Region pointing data
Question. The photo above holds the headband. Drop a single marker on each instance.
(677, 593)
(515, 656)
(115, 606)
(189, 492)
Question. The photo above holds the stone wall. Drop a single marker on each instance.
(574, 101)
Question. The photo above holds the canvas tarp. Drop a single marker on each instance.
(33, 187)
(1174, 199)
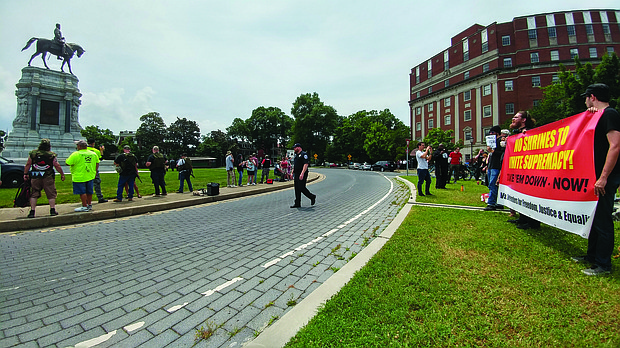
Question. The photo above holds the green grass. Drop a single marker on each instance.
(109, 182)
(470, 196)
(452, 278)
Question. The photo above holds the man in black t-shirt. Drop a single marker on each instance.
(607, 169)
(300, 173)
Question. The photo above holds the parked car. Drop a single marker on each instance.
(12, 173)
(383, 166)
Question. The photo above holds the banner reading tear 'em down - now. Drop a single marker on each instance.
(548, 173)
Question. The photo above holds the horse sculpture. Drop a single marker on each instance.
(44, 46)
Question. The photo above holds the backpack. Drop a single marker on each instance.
(22, 196)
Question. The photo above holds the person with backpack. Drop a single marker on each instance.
(40, 167)
(128, 172)
(184, 165)
(157, 164)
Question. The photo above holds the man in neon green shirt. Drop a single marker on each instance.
(84, 165)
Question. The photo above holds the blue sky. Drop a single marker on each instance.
(213, 61)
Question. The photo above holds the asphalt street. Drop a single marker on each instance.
(154, 280)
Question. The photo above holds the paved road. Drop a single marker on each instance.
(153, 280)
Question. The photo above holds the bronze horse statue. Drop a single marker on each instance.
(44, 46)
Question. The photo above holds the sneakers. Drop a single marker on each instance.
(580, 259)
(595, 270)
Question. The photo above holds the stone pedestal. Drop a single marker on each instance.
(47, 107)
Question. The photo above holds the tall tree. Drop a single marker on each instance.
(183, 136)
(103, 137)
(314, 123)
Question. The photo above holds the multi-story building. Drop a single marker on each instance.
(489, 73)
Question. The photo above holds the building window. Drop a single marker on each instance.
(593, 52)
(467, 115)
(606, 29)
(467, 95)
(486, 90)
(486, 111)
(510, 108)
(574, 53)
(467, 134)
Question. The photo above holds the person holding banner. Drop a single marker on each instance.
(495, 165)
(607, 169)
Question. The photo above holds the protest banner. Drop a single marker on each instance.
(548, 173)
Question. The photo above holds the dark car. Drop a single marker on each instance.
(383, 166)
(12, 173)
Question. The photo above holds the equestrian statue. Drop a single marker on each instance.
(58, 47)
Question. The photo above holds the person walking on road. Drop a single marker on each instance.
(40, 166)
(97, 181)
(129, 169)
(300, 173)
(84, 165)
(157, 164)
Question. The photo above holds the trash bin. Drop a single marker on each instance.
(213, 189)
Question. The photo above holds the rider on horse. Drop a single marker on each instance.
(59, 39)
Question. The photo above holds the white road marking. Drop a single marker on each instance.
(221, 287)
(176, 308)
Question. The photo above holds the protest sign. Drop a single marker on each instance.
(548, 173)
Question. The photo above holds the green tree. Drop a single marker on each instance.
(151, 132)
(183, 136)
(103, 137)
(314, 125)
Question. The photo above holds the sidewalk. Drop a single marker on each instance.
(15, 219)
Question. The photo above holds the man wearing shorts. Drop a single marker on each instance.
(84, 166)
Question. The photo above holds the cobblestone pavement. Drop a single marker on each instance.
(155, 280)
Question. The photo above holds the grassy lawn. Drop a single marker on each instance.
(451, 278)
(109, 183)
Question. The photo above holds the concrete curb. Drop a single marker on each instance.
(118, 211)
(278, 334)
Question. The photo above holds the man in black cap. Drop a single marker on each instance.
(495, 165)
(300, 172)
(607, 170)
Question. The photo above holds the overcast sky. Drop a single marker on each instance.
(212, 61)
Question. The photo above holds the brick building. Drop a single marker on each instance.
(489, 73)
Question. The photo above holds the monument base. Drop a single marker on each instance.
(47, 107)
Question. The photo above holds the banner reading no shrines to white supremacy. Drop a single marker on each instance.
(548, 173)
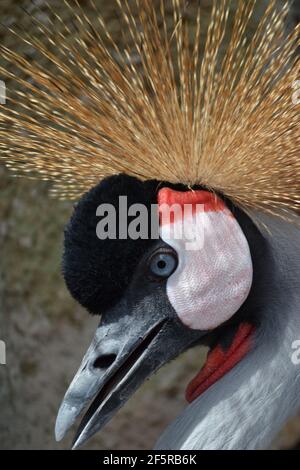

■ Assignment: Your copy should run from the line that has "Question. The photo above holds the monument" through the last line above, exactly, with both ends in and pictures out.

■ Task answer:
Question. The photo above holds the monument base. Drop a single marker on each instance.
(47, 107)
Question. The photo above holds the banner reading no shrines to white supremacy. Drop a single marker on each instance.
(548, 173)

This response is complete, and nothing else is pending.